PROBLEM:
Will you restate verbatim the lines running from the line with "Target: man with beard" to the end of the data, leaving out everything else?

DATA IN THIS EXERCISE:
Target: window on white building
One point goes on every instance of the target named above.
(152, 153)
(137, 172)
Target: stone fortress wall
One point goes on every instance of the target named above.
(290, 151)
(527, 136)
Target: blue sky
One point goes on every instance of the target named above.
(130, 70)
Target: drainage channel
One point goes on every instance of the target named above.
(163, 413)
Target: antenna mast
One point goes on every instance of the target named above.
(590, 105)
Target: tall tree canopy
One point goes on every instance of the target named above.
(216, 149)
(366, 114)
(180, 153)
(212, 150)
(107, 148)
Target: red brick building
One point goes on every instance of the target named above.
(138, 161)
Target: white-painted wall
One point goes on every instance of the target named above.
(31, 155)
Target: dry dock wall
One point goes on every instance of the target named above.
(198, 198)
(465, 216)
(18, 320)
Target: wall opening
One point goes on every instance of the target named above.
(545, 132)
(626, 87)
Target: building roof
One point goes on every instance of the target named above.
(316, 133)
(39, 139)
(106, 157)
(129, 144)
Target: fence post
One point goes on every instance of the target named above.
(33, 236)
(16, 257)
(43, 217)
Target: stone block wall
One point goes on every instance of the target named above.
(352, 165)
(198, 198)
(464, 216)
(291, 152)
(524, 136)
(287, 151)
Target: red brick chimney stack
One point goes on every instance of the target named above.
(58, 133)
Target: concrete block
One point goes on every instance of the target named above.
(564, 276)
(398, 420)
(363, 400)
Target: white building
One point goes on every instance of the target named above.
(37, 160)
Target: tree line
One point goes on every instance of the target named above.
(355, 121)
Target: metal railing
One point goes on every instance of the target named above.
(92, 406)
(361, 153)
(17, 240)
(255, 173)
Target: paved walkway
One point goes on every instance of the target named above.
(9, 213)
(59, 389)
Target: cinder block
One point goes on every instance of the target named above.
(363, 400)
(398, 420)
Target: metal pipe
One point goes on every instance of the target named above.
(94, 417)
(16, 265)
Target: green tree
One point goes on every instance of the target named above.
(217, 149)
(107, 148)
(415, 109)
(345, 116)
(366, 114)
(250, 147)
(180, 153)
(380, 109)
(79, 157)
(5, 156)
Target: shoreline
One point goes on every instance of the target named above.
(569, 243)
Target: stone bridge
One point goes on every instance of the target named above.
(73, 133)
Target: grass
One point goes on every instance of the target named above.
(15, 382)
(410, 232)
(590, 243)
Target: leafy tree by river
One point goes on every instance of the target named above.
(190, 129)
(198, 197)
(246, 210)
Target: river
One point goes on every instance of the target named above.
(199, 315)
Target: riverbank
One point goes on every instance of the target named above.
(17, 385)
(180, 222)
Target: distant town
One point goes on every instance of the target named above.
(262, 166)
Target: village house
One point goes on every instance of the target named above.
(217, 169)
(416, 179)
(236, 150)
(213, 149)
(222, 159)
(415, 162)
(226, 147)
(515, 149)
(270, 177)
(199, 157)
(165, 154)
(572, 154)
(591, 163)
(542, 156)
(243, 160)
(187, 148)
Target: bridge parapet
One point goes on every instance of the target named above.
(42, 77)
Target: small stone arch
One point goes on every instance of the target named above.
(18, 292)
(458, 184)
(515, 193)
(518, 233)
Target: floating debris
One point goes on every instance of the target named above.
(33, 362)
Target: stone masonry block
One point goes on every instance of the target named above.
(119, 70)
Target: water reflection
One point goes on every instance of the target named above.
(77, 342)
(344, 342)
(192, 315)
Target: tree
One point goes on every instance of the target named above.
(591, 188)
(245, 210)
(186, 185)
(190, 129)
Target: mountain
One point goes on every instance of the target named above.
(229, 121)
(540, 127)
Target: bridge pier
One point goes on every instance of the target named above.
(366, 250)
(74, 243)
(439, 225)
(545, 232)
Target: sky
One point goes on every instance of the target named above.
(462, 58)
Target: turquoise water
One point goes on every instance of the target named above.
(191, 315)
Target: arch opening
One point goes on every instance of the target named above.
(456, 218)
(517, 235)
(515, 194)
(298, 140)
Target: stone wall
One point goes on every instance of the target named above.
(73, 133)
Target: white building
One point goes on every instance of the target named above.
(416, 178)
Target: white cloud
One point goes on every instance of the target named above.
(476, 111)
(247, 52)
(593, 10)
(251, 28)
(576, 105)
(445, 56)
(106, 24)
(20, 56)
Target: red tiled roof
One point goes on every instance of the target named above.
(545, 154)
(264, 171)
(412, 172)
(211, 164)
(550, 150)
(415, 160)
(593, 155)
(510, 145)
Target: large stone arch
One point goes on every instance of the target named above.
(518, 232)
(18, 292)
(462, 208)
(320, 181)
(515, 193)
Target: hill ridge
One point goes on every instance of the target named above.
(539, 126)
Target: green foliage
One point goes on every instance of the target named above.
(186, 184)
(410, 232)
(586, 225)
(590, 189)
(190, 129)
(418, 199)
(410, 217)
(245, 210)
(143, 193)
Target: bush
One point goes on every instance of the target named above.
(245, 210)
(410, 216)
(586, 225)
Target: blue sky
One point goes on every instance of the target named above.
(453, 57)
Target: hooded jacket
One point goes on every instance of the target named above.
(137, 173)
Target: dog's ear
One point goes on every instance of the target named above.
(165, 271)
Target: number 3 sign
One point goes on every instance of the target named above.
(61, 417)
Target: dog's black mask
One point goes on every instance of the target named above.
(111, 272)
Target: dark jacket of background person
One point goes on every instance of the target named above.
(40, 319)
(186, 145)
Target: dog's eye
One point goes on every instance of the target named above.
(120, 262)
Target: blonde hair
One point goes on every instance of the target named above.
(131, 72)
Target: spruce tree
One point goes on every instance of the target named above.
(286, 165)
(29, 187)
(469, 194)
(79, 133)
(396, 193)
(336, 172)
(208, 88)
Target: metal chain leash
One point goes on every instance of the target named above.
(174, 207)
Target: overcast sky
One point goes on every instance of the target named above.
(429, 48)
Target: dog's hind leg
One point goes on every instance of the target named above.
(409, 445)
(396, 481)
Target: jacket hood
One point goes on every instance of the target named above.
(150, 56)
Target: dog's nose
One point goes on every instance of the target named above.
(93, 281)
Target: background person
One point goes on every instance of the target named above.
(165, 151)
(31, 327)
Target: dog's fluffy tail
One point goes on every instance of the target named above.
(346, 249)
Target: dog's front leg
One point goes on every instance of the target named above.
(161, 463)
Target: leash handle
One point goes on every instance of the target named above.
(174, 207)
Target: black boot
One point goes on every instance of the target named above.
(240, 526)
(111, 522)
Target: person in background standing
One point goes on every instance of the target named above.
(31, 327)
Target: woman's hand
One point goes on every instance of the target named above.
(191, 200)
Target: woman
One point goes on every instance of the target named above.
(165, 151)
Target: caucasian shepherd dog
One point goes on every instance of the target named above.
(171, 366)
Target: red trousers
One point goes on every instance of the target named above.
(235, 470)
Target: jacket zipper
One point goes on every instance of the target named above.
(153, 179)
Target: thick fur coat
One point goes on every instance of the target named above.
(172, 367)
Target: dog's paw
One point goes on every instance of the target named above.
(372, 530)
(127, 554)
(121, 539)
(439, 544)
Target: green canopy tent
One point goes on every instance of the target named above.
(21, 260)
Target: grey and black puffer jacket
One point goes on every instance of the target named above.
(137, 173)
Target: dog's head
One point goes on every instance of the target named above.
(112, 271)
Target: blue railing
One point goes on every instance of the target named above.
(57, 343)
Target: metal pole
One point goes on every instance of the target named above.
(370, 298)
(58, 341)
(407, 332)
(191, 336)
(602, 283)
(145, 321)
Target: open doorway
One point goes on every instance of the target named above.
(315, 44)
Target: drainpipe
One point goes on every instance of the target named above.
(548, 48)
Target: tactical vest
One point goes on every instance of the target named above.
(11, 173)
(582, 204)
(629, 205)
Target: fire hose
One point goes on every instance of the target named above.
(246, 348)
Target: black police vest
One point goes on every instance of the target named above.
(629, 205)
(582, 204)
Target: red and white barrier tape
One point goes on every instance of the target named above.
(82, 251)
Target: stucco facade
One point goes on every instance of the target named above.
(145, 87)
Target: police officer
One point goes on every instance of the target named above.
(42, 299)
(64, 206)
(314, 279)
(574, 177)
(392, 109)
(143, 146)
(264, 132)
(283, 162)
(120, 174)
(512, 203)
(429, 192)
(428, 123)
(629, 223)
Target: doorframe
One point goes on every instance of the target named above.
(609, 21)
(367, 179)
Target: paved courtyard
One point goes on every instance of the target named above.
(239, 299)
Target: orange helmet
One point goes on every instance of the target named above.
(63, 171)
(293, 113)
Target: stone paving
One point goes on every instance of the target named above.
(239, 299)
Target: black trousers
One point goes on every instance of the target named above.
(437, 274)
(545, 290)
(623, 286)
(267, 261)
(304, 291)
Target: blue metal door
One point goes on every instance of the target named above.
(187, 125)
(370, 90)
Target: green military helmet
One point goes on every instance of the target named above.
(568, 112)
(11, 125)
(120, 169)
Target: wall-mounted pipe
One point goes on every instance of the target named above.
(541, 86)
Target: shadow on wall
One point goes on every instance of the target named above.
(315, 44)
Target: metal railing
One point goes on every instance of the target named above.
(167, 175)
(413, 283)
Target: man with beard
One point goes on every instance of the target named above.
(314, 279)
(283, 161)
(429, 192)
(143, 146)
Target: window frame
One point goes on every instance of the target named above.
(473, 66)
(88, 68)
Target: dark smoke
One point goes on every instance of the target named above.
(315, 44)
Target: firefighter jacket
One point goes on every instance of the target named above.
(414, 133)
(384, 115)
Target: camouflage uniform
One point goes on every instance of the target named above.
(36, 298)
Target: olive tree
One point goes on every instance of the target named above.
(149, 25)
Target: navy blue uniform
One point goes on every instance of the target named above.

ANSWER TO THE EXERCISE:
Target: man with beard
One point goes on every instance of the target named above.
(314, 279)
(283, 161)
(429, 192)
(143, 146)
Target: window frame
One point goes on every instance of the target named above.
(473, 66)
(88, 68)
Target: dark smoke
One point goes on every instance of the target named above.
(315, 44)
Target: firefighter jacket
One point goes on every instance of the target named above.
(414, 133)
(384, 115)
Target: camouflage uniform
One point goes on every instance of the target named above.
(36, 298)
Target: olive tree
One point goes on every instance of the target named above.
(149, 25)
Target: navy blue uniform
One point goes on every instance of the target named above.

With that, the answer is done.